==== INFORMATION SUPPLIED

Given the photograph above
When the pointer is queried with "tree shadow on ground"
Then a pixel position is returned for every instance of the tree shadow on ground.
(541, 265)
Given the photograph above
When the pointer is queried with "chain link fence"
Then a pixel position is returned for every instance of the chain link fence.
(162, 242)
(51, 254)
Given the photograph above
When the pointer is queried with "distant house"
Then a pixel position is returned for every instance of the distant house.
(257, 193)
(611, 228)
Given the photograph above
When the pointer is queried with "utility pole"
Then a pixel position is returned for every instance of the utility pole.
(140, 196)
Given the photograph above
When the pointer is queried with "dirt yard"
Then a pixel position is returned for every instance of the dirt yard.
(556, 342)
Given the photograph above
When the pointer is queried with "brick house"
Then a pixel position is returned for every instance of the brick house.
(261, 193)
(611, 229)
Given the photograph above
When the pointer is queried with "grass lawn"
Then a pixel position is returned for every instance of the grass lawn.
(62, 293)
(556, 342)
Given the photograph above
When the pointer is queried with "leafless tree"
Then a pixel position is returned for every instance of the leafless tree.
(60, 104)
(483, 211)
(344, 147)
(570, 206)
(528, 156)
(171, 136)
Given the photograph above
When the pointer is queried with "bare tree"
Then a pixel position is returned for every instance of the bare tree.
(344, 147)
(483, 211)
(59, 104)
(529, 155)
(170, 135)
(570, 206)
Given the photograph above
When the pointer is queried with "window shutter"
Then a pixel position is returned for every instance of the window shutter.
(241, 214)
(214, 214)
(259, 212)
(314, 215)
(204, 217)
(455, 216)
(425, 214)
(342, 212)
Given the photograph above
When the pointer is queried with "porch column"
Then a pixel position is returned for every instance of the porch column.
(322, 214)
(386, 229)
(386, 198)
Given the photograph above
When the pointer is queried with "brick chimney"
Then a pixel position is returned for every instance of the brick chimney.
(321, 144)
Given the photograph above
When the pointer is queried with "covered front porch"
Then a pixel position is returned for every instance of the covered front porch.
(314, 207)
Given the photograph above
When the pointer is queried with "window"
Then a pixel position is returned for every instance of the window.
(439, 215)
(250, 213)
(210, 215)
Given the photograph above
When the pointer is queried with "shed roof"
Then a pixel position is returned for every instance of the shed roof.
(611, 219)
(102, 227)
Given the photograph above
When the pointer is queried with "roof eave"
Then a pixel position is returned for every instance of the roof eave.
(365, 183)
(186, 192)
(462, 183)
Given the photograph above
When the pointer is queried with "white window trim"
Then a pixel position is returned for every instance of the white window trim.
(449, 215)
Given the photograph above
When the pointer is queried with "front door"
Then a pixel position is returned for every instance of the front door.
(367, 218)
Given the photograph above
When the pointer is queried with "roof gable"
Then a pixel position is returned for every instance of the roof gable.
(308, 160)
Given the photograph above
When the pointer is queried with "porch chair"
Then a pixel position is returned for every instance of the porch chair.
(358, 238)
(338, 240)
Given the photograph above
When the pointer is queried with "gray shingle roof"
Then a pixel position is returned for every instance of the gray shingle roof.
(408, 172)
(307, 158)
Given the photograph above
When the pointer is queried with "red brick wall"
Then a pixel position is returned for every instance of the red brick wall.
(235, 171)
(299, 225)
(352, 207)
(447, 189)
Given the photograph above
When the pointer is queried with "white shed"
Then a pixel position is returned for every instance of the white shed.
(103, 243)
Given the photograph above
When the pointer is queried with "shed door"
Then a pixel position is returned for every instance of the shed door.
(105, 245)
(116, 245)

========

[WHAT YOU HAVE TO DO] Output the full set of entries exactly as they were given.

[SOLUTION BELOW]
Given the photograph above
When the pointer is queried with "tree shadow on ground"
Then a pixel position is returned for every instance of the tree shadow on ground.
(541, 265)
Given the photograph above
When the pointer is queried with "chain link fence"
Then a pixel position is returned for every instance of the chain link fence.
(162, 242)
(51, 254)
Given the photograph above
When the pointer is queried with "distant house"
Then a pixel position is returned for every instance of the distant house.
(257, 193)
(611, 228)
Given the photograph above
When the pointer is queried with "utility pole"
Then a pixel position is returned for every instance of the utility pole.
(140, 196)
Given the photograph above
When the pointer is queried with "dirt yard"
Then a pixel position is returned for every instance of the dirt yard.
(556, 342)
Given the photograph above
When the pointer is queried with "brick house"
Then a pixel position is returned for every instance of the brick house.
(261, 193)
(611, 229)
Given the photograph above
When the pointer is queried with "grass lawn"
Then a pixel position is returned for every instance of the grass lawn.
(62, 293)
(556, 342)
Given the photograph above
When the pointer is queried with "leafless tree"
Then a pixel position is returned for every instance of the leafless tree.
(60, 104)
(483, 211)
(344, 147)
(570, 206)
(528, 156)
(171, 136)
Given the photograph above
When the pointer is queried with "bare tree"
Then a pixel position is returned for every instance of the bare tree.
(344, 147)
(483, 211)
(59, 104)
(529, 155)
(170, 135)
(570, 206)
Given the photograph above
When the pointer is queried with "window shutter"
Then a pixel position is returned for every instance of the window shutter.
(241, 214)
(214, 214)
(259, 212)
(314, 215)
(204, 217)
(455, 216)
(425, 214)
(342, 212)
Given the photograph above
When the pointer is queried with "porch column"
Then a pixel position is returned for every instance of the porch column.
(322, 214)
(386, 229)
(386, 198)
Given the photograph above
When the pointer is queried with "brick chimney"
Then a pixel position is returned for every instance of the brick chimney.
(321, 144)
Given the photograph above
When the pointer is queried with "covered front porch"
Then a pixel position is returned for every instance of the covered front porch.
(314, 207)
Given the photograph above
When the pointer is queried with "window"
Then a pixel position is returned for every instance of the window.
(439, 215)
(250, 213)
(210, 215)
Given the photograph above
When the pointer is queried with "shed roof"
Then a pixel position is returned for every instance of the shed roof.
(611, 219)
(102, 227)
Given the photograph above
When the pointer is queried with "roof eave"
Then a pixel position is returned for every instance of the roof eave.
(365, 183)
(186, 192)
(462, 183)
Given the photograph above
When the pointer is queried with "white window trim"
Then a pixel position is returned for every instance of the white window trim.
(449, 215)
Given the photograph above
When the pointer is queried with "front door"
Then a pixel position is returned for every instance of the front door.
(367, 218)
Given the photograph above
When the pointer is queried with "roof gable"
Then a pixel position is returned for every instance of the roof gable.
(308, 160)
Given the photograph above
When the pointer is queried with "porch chair"
Then a pixel position is returned for every instance of the porch chair.
(358, 238)
(338, 240)
Given the photograph above
When the pointer is queried with "gray shingle roof"
Then a pixel position is returned for every instance of the gray shingle roof.
(408, 172)
(307, 158)
Given the photograph above
When the pointer is queried with "red brick wall"
Then a pixel position is returned for every instance of the red brick wall.
(235, 171)
(299, 225)
(352, 207)
(447, 189)
Given the photograph above
When the pointer is queried with "white shed"
Then a pixel position is returned for every instance of the white shed.
(103, 243)
Given the photograph above
When the pointer is queried with "shed door"
Then a pixel position is returned for every instance of the shed door.
(105, 245)
(116, 245)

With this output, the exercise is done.